## Brano

..........

No, non lo so, spiegamelo tu.

Televisività vuol dire capire cos’è la tv, come funziona. Ti faccio un esempio: tra redattori ci si divideva le varie puntate, tipo “tu Daria sei della puntata sulle quote latte”, allora io vado a Lodi a cercare gli allevatori… perché televisione vuol dire che i tuoi virgolettati son le persone, no?

Andavo a trovare le persone che poi dovevano venire nel pubblico… perché c’erano sul palco un po’ di politici e poi c’era un pubblico parlante ed erano i redattori che dovevano trovare questo pubblico, quindi noi dovevamo trovare, la maggior parte delle volte per telefono mentre a volte andavamo proprio a trovarle, le persone che sarebbero intervenute, poi scrivevamo a Gad “ci sono venti allevatori del Lodigiano che dicono che è una vergogna perché…”

Queste spedizioni erano una cosa complessa da fare? Come facevi a prendere appuntamento?

Telefonavo all’associazione Coldiretti chiedendo di fare un incontro per esempio… Era un programma importante “Milano, Italia”, in Lombardia poi. Quindi io preparai questa puntata ed ero disperata perché la trovavo noiosissima, era molto difficile, pensavo sarebbe andata malissimo e Gad ebbe l’idea di portare una mucca sul palco… guarda che nel ’92-’93 era un’idea rivoluzionaria, quindi quella sera insieme ai cinquanta allevatori arrivò una mucca che issammo sul palco e la puntata andò bene grazie a questo colpo di genio di Gad… (ride)

Ho iniziato a capire lì che cosa voleva dire… sai, perché? È un istinto, o ti viene o non ti viene, c’è gente a cui non viene mai, però se hai quel senso della messa in scena, del ritmo, che però deve essere unito ai contenuti, a quello che va detto, alla deontologia, metti tutto insieme…

È stata una scuola pazzesca, io l’ho fatto per tre anni, due anni con Gad e un anno con Gianni Riotta…

E qual è stata la prima trasmissione che hai condotto? Chi è stato a decidere di mandarti in video?

..........

## Cosa si chiede
1. Nel brano su «Milano, Italia», che cosa venne portato sul palco durante la puntata sulle quote latte?
2. Per favore, riprendi il brano su «Milano, Italia» dopo la sua ultima frase e prosegui il testo.

## Dati raccolti
..........

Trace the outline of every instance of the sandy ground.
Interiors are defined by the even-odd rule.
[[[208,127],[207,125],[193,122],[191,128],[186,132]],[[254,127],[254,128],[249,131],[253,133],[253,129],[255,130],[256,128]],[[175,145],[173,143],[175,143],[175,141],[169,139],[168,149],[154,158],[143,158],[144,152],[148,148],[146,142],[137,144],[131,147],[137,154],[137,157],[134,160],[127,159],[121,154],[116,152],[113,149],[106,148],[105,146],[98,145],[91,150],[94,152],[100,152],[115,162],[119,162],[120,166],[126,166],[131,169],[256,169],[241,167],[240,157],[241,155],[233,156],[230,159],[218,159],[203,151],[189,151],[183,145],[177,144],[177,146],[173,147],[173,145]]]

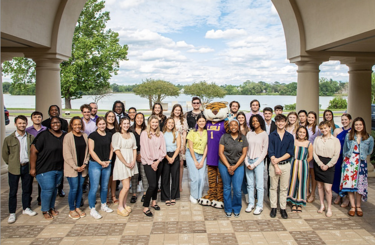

..........

## Risposte
1. Una mucca.

2.
Allora, io prima di “A tutto volume” avevo fatto l’inviata in un programma di Rai2 che si chiamava “Mixer Cultura”, lo faceva Arnaldo Bagnasco, un giornalista che è mancato qualche anno fa, e credo che fu così che Minoli chiese a Riotta “C’è qualcuno dei tuoi redattori che mi può fare da inviato su cose tipo la scuola, i libri?” e lui disse “secondo me la Bignardi potrebbe farlo”… Minoli mi chiamò e fece un provino a Roma, quindi ho fatto l’inviato per un anno per questo programma, lì mi videro da Canale 5 e mi chiesero di fare “A tutto volume”… e io nel frattempo continuavo a collaborare con Panorama, con La Stampa, con Sette, con tutti i giornali che potevo e che riuscivo…

In “A tutto volume” si andava a registrare sempre in esterni, quindi era impegnativa, perché io facevo i lanci, che sono quella cosa terribile che non sei in diretta, ma tu hai un testo e dici “allora questa settimana parliamo de ‘Il senso di Smilla per la neve’…” ancora mi ricordo la classifica degli anni, perché “A tutto volume” era la classifica dei libri, quindi mi ricordo il libro di Giovanni Paolo, e “Il Senso di Smilla per la neve”… quindi metti che andavo sul Monte Bianco per il lancio di “Il Senso di Smilla per la neve”, andavo sotto la pioggia del giro d’Italia per un altro libro… Quindi in realtà era un programma molto impegnativo, perché lo giravi in esterni, poi veniva montato e alla fine andava in onda, però mi prendeva parecchio tempo.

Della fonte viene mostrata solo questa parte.